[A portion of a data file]
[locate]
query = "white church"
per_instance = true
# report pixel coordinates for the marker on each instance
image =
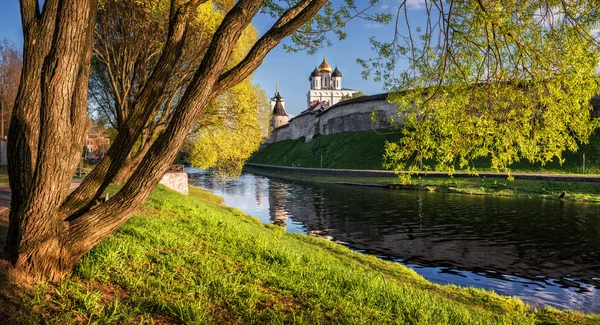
(326, 86)
(325, 91)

TASK BRIEF → Pull every line of the material above into your answer without any changes, but leave out the picture.

CORRECT OUTPUT →
[locate]
query = "white church"
per_instance = true
# report pixel coordinates for the marker on each instance
image =
(326, 86)
(325, 91)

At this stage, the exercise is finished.